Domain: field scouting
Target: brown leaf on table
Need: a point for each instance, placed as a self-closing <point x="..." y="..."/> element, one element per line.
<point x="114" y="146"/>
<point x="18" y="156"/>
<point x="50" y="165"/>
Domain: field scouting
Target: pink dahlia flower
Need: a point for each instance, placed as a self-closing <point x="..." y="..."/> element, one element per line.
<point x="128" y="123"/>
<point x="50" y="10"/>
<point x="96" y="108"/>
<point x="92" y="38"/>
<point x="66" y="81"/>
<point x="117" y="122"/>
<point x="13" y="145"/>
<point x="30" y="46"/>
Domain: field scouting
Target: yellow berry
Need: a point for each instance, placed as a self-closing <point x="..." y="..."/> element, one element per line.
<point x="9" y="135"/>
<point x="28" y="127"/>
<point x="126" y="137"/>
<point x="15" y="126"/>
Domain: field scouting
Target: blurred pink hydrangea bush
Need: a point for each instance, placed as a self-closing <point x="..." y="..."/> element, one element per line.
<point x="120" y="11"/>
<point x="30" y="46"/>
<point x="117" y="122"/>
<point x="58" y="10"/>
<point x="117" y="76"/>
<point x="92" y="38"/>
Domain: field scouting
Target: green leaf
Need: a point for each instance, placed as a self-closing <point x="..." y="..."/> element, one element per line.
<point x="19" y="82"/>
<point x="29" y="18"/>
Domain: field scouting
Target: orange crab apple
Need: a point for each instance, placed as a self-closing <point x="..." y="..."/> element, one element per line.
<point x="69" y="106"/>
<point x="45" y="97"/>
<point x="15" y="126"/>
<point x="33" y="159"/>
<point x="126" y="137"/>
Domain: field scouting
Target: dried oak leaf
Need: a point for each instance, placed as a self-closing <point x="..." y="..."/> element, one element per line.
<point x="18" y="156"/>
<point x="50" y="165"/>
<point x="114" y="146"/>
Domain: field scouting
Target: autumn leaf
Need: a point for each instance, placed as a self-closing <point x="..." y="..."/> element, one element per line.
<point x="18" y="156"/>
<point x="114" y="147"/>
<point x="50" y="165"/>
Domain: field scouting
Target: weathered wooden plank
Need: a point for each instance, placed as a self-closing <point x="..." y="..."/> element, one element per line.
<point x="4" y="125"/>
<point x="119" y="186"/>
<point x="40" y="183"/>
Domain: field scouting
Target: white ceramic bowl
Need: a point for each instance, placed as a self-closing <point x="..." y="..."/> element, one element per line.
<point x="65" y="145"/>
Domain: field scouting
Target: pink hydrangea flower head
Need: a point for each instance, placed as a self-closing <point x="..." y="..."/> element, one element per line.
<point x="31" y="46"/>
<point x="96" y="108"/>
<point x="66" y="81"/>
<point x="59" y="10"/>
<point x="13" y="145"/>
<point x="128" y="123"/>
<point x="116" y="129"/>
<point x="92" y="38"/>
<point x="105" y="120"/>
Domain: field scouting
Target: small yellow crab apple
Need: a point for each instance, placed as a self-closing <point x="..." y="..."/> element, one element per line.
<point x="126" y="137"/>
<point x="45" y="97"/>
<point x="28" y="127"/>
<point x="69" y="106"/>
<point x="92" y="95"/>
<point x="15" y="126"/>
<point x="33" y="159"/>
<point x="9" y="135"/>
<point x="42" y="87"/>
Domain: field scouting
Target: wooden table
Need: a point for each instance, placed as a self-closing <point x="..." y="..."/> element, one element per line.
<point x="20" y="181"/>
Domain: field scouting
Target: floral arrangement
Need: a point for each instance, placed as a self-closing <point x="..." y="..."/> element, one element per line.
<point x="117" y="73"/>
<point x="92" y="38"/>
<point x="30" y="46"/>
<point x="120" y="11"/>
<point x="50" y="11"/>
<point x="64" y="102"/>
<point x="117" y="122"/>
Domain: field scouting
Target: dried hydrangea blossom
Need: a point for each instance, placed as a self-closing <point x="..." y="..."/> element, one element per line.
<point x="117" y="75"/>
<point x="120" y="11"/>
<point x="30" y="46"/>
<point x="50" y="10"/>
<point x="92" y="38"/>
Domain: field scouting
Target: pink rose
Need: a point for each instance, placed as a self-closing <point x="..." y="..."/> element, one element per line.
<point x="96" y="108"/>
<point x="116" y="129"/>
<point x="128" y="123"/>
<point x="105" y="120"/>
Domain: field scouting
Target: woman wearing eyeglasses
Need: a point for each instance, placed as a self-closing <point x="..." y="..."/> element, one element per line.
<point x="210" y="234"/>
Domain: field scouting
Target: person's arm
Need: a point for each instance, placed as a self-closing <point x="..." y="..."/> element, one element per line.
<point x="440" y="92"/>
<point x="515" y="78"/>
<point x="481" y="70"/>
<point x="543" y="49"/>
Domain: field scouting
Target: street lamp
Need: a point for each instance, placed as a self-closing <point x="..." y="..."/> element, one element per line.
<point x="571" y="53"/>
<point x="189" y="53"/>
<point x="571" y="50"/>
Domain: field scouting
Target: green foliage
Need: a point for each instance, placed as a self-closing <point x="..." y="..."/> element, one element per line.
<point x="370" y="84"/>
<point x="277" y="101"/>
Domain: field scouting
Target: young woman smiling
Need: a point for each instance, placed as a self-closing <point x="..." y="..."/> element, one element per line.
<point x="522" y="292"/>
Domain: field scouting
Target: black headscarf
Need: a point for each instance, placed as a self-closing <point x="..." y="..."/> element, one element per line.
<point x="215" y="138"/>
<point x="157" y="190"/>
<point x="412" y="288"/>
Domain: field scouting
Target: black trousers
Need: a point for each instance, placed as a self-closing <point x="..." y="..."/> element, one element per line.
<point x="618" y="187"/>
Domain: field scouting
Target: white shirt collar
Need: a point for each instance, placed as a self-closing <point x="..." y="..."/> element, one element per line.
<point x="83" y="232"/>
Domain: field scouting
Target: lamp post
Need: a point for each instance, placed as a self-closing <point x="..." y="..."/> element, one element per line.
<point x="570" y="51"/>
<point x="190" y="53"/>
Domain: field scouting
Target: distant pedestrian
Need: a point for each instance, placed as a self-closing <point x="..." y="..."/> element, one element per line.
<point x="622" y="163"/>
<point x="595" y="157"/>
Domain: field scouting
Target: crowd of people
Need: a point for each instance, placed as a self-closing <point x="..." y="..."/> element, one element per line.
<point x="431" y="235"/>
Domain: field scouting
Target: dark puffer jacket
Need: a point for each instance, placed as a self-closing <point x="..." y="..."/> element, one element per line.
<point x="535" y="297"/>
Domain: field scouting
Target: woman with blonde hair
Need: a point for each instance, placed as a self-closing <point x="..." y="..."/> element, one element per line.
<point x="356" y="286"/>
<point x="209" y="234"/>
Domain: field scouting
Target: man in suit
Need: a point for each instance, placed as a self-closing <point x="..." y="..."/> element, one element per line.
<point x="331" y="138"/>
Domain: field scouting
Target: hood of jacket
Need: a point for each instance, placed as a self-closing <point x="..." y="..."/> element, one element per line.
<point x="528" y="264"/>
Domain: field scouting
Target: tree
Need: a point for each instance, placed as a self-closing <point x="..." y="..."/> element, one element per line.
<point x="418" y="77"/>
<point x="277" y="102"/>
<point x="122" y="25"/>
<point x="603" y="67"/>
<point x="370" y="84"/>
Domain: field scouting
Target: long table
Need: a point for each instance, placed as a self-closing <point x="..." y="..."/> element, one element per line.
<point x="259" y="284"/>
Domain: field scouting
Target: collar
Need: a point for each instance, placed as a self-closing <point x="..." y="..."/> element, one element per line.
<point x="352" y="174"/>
§ §
What you have to do:
Print, please, the lines above from the very first through the one that holds "Target: dried oak leaf", both included, word for word and with nothing else.

Written response:
Domain: field scouting
Target: brown leaf on table
Need: a point for each instance, placed as a self-closing <point x="..." y="..."/> element, one element per line.
<point x="114" y="146"/>
<point x="18" y="156"/>
<point x="50" y="165"/>
Domain: field scouting
Target: pink dahlia flower
Need: a point for each instance, placed as a self-closing <point x="..." y="..."/> element, one element per line.
<point x="128" y="123"/>
<point x="50" y="10"/>
<point x="96" y="108"/>
<point x="92" y="38"/>
<point x="66" y="81"/>
<point x="117" y="122"/>
<point x="13" y="145"/>
<point x="30" y="46"/>
Domain: field scouting
Target: yellow berry
Need: a point for each instance, placed as a self-closing <point x="..." y="..."/> element, one element per line.
<point x="9" y="135"/>
<point x="28" y="127"/>
<point x="126" y="137"/>
<point x="15" y="126"/>
Domain: field scouting
Target: blurred pink hydrangea bush
Need: a point for each instance, placed as a self-closing <point x="..." y="..."/> element, one element per line.
<point x="120" y="11"/>
<point x="30" y="46"/>
<point x="117" y="122"/>
<point x="58" y="10"/>
<point x="117" y="76"/>
<point x="92" y="38"/>
Domain: field scouting
Target: green leaf
Need: a point for each instance, placed as a self-closing <point x="..." y="..."/> element, one element per line.
<point x="19" y="82"/>
<point x="29" y="18"/>
Domain: field scouting
Target: orange crab apple
Need: a point for each instance, placed as a self-closing <point x="..." y="..."/> element, one element per line.
<point x="69" y="106"/>
<point x="45" y="97"/>
<point x="15" y="126"/>
<point x="33" y="159"/>
<point x="126" y="137"/>
Domain: field scouting
Target: dried oak leaf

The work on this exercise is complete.